**Task requirements:**
Reproduce the complete listing without any deviation.

* * * * * * * * *

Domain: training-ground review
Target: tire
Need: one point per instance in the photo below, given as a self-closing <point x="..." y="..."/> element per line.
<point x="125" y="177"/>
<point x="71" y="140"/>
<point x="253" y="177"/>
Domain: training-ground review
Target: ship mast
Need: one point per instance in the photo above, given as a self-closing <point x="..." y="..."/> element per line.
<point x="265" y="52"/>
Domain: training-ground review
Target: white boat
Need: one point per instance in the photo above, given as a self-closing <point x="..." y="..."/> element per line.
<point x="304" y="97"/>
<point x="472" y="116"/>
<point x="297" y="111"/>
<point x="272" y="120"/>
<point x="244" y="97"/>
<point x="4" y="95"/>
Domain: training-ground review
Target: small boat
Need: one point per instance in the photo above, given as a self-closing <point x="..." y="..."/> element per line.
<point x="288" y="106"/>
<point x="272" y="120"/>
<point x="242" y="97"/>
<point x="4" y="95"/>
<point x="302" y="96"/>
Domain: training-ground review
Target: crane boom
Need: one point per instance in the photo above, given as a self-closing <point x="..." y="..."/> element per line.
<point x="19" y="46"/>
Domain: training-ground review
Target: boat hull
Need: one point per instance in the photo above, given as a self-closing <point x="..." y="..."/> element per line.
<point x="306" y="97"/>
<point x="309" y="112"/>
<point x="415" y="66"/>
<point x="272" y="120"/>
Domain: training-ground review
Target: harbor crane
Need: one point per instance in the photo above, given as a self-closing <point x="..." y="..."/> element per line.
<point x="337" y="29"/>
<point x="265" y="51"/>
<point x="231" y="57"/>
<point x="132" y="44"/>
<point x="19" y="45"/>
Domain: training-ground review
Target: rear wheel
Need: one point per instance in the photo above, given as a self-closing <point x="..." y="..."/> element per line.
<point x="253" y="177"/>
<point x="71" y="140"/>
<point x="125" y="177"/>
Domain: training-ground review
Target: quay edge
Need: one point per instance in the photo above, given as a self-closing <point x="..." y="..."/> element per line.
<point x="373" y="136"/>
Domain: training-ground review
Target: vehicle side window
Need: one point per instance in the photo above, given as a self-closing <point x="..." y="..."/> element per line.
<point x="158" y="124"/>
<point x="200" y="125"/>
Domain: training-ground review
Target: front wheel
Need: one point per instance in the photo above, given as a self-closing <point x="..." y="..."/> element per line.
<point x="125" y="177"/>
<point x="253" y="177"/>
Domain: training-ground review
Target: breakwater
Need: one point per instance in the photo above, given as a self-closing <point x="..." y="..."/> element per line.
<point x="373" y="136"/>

* * * * * * * * *

**Written answer:**
Domain: training-ground review
Target: tire
Need: one point per instance in the photo below, given as a self-closing <point x="..." y="..."/> element per line.
<point x="125" y="177"/>
<point x="71" y="140"/>
<point x="253" y="177"/>
Domain: training-ground review
Target: ship mast
Need: one point per instance in the photo above, given as a self-closing <point x="..." y="..."/> element per line.
<point x="265" y="52"/>
Domain: training-ground review
Target: white boat
Need: one point per instance in the photo above, given as a self-closing <point x="..." y="..."/> element per line.
<point x="304" y="97"/>
<point x="472" y="116"/>
<point x="297" y="111"/>
<point x="272" y="120"/>
<point x="244" y="97"/>
<point x="4" y="95"/>
Domain: training-ground review
Target: small boat
Need: one point per instance in the photo above, given as a self-closing <point x="..." y="..."/> element per line.
<point x="288" y="106"/>
<point x="272" y="120"/>
<point x="242" y="97"/>
<point x="4" y="95"/>
<point x="302" y="96"/>
Domain: training-ground review
Target: crane boom
Need: one point per instance in the photo above, given as a self-closing <point x="..." y="..."/> element per line.
<point x="19" y="46"/>
Domain: training-ground review
Target: boat hull
Need: one point per instance in the photo above, given as a self-closing <point x="..." y="..."/> element per line.
<point x="306" y="97"/>
<point x="309" y="112"/>
<point x="415" y="66"/>
<point x="272" y="120"/>
Domain: training-ground review
Target: harbor crane
Need: one point per instance in the photo above, given as a self-closing <point x="..." y="..."/> element per line.
<point x="337" y="29"/>
<point x="265" y="51"/>
<point x="231" y="57"/>
<point x="132" y="44"/>
<point x="19" y="45"/>
Domain: training-ground review
Target: rear wheel
Need: one point per instance in the photo above, given as a self-closing <point x="..." y="..."/> element per line.
<point x="253" y="177"/>
<point x="71" y="140"/>
<point x="125" y="177"/>
Domain: training-ground review
Target: quay edge
Need: one point per instance in the photo above, given as a self-closing <point x="..." y="..."/> element per line.
<point x="373" y="136"/>
Domain: training-ground review
Target: vehicle side window
Need: one point per instance in the photo above, given as a self-closing <point x="..." y="..."/> element per line.
<point x="158" y="124"/>
<point x="200" y="125"/>
Domain: training-ground review
Target: front wheel
Need: one point per instance in the photo above, given as a self-closing <point x="..." y="..."/> element per line.
<point x="125" y="177"/>
<point x="253" y="177"/>
Domain: training-ground review
Target: breakwater
Need: one point per instance in the photo above, given as a self-closing <point x="..." y="..."/> element per line.
<point x="373" y="136"/>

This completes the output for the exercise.